WHAT TO DO =
Print, unaltered, the entries below in the stretch from the line containing "For each instance of the pale" through the line containing "For each instance of the street", including both of those lines.

Coordinate labeling data
* * * * * * * * *
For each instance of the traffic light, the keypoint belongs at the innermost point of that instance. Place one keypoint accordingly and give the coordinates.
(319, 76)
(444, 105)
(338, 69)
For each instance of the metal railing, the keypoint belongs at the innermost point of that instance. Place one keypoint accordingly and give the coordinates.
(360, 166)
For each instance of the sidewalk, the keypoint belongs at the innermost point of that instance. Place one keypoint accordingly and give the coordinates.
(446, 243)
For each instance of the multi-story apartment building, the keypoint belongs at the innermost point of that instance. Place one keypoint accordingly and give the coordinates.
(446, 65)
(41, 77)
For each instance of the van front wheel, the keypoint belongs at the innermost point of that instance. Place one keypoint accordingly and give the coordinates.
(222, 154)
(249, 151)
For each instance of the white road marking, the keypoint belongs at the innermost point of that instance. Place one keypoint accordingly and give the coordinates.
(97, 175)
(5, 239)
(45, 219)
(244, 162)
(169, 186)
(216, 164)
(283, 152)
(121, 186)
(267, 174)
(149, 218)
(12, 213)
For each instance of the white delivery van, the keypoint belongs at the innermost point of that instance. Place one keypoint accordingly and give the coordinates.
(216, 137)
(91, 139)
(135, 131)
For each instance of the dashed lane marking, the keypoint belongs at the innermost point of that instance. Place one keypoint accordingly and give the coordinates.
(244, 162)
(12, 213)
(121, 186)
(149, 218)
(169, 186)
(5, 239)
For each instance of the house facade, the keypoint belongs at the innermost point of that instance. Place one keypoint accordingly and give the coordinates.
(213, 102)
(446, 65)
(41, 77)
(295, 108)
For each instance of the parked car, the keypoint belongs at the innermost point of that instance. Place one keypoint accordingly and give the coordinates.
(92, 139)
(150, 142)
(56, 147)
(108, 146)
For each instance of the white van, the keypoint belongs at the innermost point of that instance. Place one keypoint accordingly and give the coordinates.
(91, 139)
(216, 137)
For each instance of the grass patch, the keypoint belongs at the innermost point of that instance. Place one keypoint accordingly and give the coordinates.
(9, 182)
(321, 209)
* * * * * * * * *
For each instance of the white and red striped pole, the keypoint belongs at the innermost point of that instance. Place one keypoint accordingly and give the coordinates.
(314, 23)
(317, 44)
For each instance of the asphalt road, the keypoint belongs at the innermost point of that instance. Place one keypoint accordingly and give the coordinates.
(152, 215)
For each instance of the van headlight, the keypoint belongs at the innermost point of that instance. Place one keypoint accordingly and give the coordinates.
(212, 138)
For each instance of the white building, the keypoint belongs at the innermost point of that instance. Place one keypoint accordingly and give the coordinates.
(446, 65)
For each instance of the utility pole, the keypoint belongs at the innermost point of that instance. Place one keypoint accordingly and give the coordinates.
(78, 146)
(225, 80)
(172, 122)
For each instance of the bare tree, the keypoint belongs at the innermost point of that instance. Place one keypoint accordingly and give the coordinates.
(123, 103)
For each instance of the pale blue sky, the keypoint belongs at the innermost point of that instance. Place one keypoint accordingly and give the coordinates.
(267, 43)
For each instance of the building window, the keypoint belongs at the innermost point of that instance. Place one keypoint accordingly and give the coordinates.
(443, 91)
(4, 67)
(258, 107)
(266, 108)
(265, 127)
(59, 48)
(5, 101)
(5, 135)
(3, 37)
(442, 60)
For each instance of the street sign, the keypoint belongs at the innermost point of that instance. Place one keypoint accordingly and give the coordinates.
* * * * * * * * *
ANSWER =
For each instance of the pale blue sky, the keypoint belongs at the innermost point of that instance. Place one keypoint accordingly and give the coordinates.
(267, 43)
For each instance of the building window, the keypoint belongs at the innermost point of that instance. Place one keypoint accordingly and give the coordinates.
(443, 91)
(4, 67)
(258, 107)
(266, 108)
(265, 127)
(59, 48)
(5, 101)
(5, 135)
(3, 37)
(442, 60)
For each instance of the street sign, the keypoint belongs at the innermost point of that instance. Place one keypoint accordingly and give the coordinates.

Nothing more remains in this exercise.